The Bills in their current form are the outcome of extensive consultation. The comments of stakeholders are canvassed under the heading ‘Key issues and provisions’ below.

Senate Standing Committee for the Scrutiny of Bills

The Standing Committee for the Scrutiny of Bills (Scrutiny of Bills Committee) published its comments in relation to the Bills on 21 March 2018.[38] The various matters raised by the Scrutiny of Bills Committee are canvassed under the heading ‘Key issues and provisions’ below.

Policy position of non-government parties

The Bills passed in the House of Representatives on 1 March 2018 without amendment. The second reading speeches in relation to the Bill give some insight into the views of the non‑government parties.

Greens

Australian Greens (the Greens) member, Adam Bandt, indicated that he looked forward to the Bill being scrutinised by the Senate ‘because there are a lot of questions to be answered as to whether it's going to do anything useful or whether it has the appearance of doing something useful’.[39] He expressed concern that the measure would be unlikely to fully address Australia’s housing problems whilst ‘our tax system pushes up house prices’.[40]

ALP

Speaking in relation to the Bills, Australian Labor Party (ALP) member Matt Thistlethwaite acknowledged that they gave ‘effect to the government's announcement in the 2017–18 Budget that it would establish a national housing finance and investment corporation and operate an affordable-housing bond aggregator and administer the national housing infrastructure facility’.[41]

However, he concluded by saying that ‘whilst this is a step in the right direction, we do have some misgivings about whether or not it will fulfil those obligations’.[42] This view is reflected in the additional comments by Labor Senators in the Economics Committee report on the Bills.

Position of major interest groups

Submissions by community housing providers to the Economics Committee broadly supported the Bills—although with some qualifications.[43] For instance, Compass Housing Services opined:

The creation of the NHFIC, and in particular the Bond Aggregator, will represent a significant milestone in the evolution of the social and affordable housing sector ... Compass remains concerned however, that the potential impact of the NHFIC and the aggregator on the supply of social and affordable housing will be negligible unless attention is given to addressing the funding gap.[44]

Financial implications

The measures have the financial impact shown in the table below.

Table 1: establishment of NHFIC and National Housing Infrastructure Facility

Financial impact 2017–18 2018–19 2019–20 2020–21
Establishment of the NHFIC and NHIF -9.6 -53.6 -55.7 -55.0

Source: Explanatory Memorandum, National Housing Finance and Investment Corporation Bill 2018, National Housing Finance and Investment Corporation (Consequential Amendments and Transitional Provisions) Bill 2018, p. 10.

------------------------------------------------------------------------

[Stated exercise 1] Copy out the whole listing below, requests included, shifting every coordinate in the answers by adding 11 to each number. Leave the pictures out.
The listing that comes next has nothing to do with the housing bills text above.

------------------------------------------------------------------------

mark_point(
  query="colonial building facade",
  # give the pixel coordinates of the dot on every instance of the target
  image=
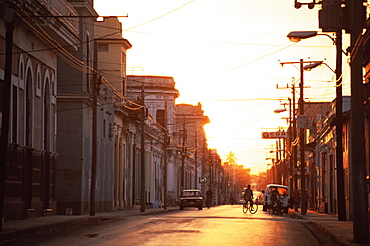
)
(31, 176)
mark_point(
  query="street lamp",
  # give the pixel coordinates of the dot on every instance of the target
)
(302, 128)
(296, 36)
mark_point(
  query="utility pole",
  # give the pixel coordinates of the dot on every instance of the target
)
(359, 196)
(142, 145)
(301, 144)
(339, 128)
(94, 146)
(295, 153)
(9, 20)
(183, 153)
(196, 161)
(312, 64)
(165, 188)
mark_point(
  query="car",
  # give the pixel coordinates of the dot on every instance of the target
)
(284, 194)
(191, 198)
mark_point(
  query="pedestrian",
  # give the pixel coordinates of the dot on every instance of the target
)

------------------------------------------------------------------------

[Stated exercise 2] Shorten the paragraph of the housing bills text that begins "Australian Greens (the Greens) member, Adam Bandt," keeping its main facts.

[Expected output 1]
mark_point(
  query="colonial building facade",
  # give the pixel coordinates of the dot on every instance of the target
  image=
)
(42, 187)
mark_point(
  query="street lamp",
  # give the pixel coordinates of the dot on every instance of the target
)
(313, 139)
(307, 47)
mark_point(
  query="utility pole",
  # give the pixel coordinates of the dot on every instance of the target
)
(370, 207)
(153, 156)
(312, 155)
(350, 139)
(105, 157)
(306, 164)
(20, 31)
(194, 164)
(207, 172)
(323, 75)
(176, 199)
mark_point(
  query="car",
  # give the pixel coordinates of the dot on every instance of the target
)
(295, 205)
(202, 209)
mark_point(
  query="pedestrian",
  # give the pixel coordinates of the dot on every instance of the target
)

[Expected output 2] Greens member Adam Bandt looked forward to Senate scrutiny of the Bill. He said many questions remained about whether it would do anything useful or only appear to. He also worried it was unlikely to fully address Australia's housing problems while the tax system pushes up house prices.